Study material
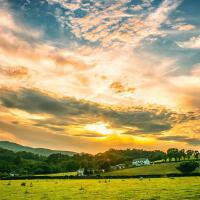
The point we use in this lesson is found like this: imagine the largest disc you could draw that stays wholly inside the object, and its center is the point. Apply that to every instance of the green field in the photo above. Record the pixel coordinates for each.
(115, 189)
(60, 174)
(156, 169)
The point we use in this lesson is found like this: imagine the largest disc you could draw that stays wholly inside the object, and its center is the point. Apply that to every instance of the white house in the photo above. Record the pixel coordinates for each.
(119, 166)
(140, 162)
(80, 172)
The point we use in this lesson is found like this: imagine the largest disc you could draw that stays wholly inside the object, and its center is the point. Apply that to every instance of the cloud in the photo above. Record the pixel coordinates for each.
(192, 43)
(14, 72)
(113, 23)
(119, 88)
(189, 140)
(184, 27)
(69, 111)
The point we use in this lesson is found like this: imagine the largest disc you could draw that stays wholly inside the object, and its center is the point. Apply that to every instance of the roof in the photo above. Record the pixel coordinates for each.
(140, 159)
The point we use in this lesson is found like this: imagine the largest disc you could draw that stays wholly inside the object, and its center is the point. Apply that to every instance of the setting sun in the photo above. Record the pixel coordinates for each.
(100, 127)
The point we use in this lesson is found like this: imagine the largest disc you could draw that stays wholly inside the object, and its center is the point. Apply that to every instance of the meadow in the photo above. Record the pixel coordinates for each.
(115, 189)
(155, 169)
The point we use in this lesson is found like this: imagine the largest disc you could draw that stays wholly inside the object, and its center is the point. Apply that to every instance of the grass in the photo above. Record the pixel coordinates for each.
(162, 168)
(127, 189)
(60, 174)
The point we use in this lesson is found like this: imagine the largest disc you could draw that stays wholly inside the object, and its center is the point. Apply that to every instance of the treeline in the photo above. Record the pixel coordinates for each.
(25, 163)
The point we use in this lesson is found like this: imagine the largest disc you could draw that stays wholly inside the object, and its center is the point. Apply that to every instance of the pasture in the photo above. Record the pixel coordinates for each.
(115, 189)
(156, 169)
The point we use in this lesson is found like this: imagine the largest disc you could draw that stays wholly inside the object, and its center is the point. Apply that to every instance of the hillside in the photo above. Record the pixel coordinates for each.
(156, 169)
(40, 151)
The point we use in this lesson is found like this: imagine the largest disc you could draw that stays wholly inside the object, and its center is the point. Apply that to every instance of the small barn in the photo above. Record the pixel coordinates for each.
(140, 162)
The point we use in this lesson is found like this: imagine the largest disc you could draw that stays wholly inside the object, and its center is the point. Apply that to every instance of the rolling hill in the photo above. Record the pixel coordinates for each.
(41, 151)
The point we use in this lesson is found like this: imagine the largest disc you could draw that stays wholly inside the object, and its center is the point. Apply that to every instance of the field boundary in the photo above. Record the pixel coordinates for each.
(99, 177)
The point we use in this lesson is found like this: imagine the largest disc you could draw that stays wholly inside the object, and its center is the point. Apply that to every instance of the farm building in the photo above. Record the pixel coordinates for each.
(80, 172)
(140, 162)
(119, 166)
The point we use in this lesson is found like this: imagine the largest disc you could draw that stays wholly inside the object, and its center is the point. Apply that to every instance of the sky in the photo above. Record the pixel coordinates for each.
(90, 75)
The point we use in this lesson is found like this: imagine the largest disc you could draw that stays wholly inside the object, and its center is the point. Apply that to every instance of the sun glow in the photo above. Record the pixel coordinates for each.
(99, 127)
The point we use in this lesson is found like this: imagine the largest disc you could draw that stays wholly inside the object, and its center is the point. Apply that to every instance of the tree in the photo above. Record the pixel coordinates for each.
(188, 167)
(183, 154)
(165, 157)
(196, 155)
(172, 153)
(189, 153)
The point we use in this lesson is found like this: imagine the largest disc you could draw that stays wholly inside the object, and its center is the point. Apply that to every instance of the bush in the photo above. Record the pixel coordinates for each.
(187, 167)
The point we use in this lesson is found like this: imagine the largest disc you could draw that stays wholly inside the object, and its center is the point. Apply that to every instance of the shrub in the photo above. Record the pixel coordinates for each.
(187, 167)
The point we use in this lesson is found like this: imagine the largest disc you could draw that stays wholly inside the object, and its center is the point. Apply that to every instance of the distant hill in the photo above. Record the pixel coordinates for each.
(41, 151)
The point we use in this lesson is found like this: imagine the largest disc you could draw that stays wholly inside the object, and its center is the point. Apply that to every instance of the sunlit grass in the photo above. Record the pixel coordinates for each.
(135, 189)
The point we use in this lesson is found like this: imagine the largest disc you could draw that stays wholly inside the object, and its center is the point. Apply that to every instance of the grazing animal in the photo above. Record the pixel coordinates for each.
(23, 184)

What you will do
Write every record out again exactly as written. Pictures don't belong in the copy.

Completed exercise
The point we use in this lesson is found like this: imagine the largest disc you could draw that stays wholly inside the object, and its center is the point. Apply that to every instance of the green field in the photo above. Record the pixel coordinates for each.
(115, 189)
(60, 174)
(156, 169)
The point we use in this lesson is found like this: imagine the largest disc you could draw that stays wholly inside the object, and its center is the point. Apply that to every instance of the white house in the photo above. Record the pixel coordinates for each.
(119, 166)
(140, 162)
(80, 172)
The point we use in this lesson is found like this: imagine the largest disc you could draw that stays wholly inside the object, and its center is the point. Apply that to every instance of the cloud in the photo above. Record the pixel coordinates for each.
(192, 43)
(14, 72)
(113, 23)
(119, 88)
(189, 140)
(184, 27)
(69, 111)
The point we use in this lesson is found like this: imagine the largest disc you could draw that stays wholly inside the object, and its center is the point. Apply that to every instance of the roof in the photo above. Record the pixel coordinates for each.
(140, 159)
The point we use in this lesson is found like this: imagine the largest disc you could draw that stays wholly inside the object, and its center is the point. Apply that to every instance of the setting sun in the photo above. Record the pixel coordinates for each.
(100, 127)
The point we use in this lesson is found like this: imagine the largest disc you could draw that stays wholly inside the object, and its center is the point. Apply that to every instance of the meadow in the photo above. Record the pixel coordinates for each.
(115, 189)
(155, 169)
The point we use in this lesson is found like this: imagine the largest disc you could draw that stays wholly inside the object, and its center is the point. Apply that to every instance of the grass in the photo above. Record the pixel coordinates for each.
(162, 168)
(127, 189)
(60, 174)
The point we use in this lesson is found like this: imagine the largest disc you could draw that stays wholly inside the object, and its center is the point. Apply that to every instance of the treeline in the photo above. Record the pixel coordinates for each.
(25, 163)
The point we use in this lesson is found like this: imagine the largest disc you could draw that stays wholly inside the object, and its center is the point. Apply that to every instance of the pasture in the photo above. Record the pixel coordinates for each.
(115, 189)
(156, 169)
The point we use in this lesson is found like this: imagine the largest disc you could draw that stays wholly inside the object, and its center is the point. Apply that to every instance of the hillside in the photo above. Record the pixel coordinates for each.
(156, 169)
(40, 151)
The point we use in this lesson is found like this: imagine the largest disc you could draw that stays wholly inside the object, and its center is the point. Apply that to every instance of the small barn in the photo above. Record the pixel coordinates for each.
(140, 162)
The point we use in this lesson is found like this: imagine the largest disc you could draw that stays wholly inside the object, and its center is the point. Apply that to every instance of the rolling hill in the photo above. Record the pixel coordinates for each.
(41, 151)
The point we use in this lesson is found like this: imagine the largest disc you could draw that stays wholly inside the object, and its center is the point. Apply that to every instance of the field boundary in the photo above. Record the pixel coordinates for each.
(99, 177)
The point we use in this lesson is found like this: imagine the largest disc you could draw that stays wholly inside the object, and its center is the point. Apply that to every instance of the farm building in the photo above. Record the pixel coordinates for each.
(80, 172)
(140, 162)
(119, 166)
The point we use in this lesson is found like this: imagine the largest disc you could draw that stays wholly inside the object, and its center is the point. Apply that to every instance of the sky in the photo above. Record the pixel coordinates for each.
(90, 75)
The point we use in this lesson is found like this: imagine the largest disc you could draw that stays wholly inside the object, and its center is the point. Apply that to every instance of the sun glow in the photo above. Record the pixel coordinates for each.
(99, 127)
The point we use in this lesson is found like this: imagine the largest disc you could draw that stays wholly inside the object, and its center is the point. Apply that to every instance of the tree in the photo above. Record the pixel coordinates for each.
(188, 167)
(183, 154)
(165, 157)
(196, 155)
(172, 153)
(189, 153)
The point we use in this lesson is found like this: imagine the largest disc you could draw that stays wholly inside the object, and its center is the point. Apply that to every instance of the bush in the photo above. Record the pixel coordinates for each.
(187, 167)
The point we use in this lesson is found like this: imagine the largest disc you could draw that stays wholly inside the object, and its center is the point. Apply that to every instance of the shrub in the photo above. Record the pixel coordinates for each.
(187, 167)
The point we use in this lesson is found like this: imagine the largest disc you could draw that stays wholly inside the object, and its center is the point. Apply that to every instance of the distant hill in the photo above. Record the pixel coordinates for each.
(41, 151)
The point we use in this lesson is found like this: imagine the largest disc you could draw that stays wholly inside the object, and its center is the point. Apply that to every instance of the sunlit grass in the photo above. Record the pixel coordinates for each.
(135, 189)
The point we use in this lesson is found like this: imagine the largest disc you could draw that stays wholly inside the object, and its center is the point. Apply that to every instance of the grazing animal in the photo above. Record the pixel coordinates for each.
(23, 184)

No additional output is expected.